Word for word, restate the lines from the start of the data down to the line with "positive clicks: (455, 0) (520, 20)", both included.

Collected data
========================

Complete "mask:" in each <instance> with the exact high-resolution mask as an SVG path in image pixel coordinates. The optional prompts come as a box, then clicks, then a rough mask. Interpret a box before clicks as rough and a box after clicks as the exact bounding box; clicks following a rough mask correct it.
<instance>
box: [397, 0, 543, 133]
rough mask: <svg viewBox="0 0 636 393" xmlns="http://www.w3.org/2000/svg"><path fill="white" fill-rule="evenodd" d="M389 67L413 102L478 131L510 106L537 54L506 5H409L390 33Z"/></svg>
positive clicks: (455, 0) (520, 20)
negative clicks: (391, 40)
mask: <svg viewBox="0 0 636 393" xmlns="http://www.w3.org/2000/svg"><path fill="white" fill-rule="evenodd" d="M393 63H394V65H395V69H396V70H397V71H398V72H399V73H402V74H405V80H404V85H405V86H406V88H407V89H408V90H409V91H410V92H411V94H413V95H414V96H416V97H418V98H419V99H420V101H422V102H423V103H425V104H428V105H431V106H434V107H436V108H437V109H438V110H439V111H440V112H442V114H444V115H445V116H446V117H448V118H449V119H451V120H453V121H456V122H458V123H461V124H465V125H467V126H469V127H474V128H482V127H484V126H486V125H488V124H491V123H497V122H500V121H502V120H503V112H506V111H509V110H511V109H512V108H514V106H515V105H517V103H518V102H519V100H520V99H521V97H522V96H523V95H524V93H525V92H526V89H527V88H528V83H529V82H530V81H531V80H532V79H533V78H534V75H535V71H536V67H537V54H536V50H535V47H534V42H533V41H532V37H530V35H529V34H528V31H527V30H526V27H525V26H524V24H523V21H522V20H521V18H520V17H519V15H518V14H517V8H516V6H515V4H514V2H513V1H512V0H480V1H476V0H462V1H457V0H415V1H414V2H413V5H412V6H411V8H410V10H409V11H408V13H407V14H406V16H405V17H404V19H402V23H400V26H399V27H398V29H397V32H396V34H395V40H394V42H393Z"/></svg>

========================

# [Response area]
Complete "mask:" in each <instance> with the exact high-resolution mask as an SVG path in image pixel coordinates. The optional prompts come as a box, then clicks, then a rough mask. Interpret a box before clicks as rough and a box after clicks as the exact bounding box; clicks following a rough mask correct it.
<instance>
box: [397, 0, 543, 133]
rough mask: <svg viewBox="0 0 636 393" xmlns="http://www.w3.org/2000/svg"><path fill="white" fill-rule="evenodd" d="M389 67L413 102L478 131L510 106L537 54L506 5H409L390 33Z"/></svg>
positive clicks: (455, 0) (520, 20)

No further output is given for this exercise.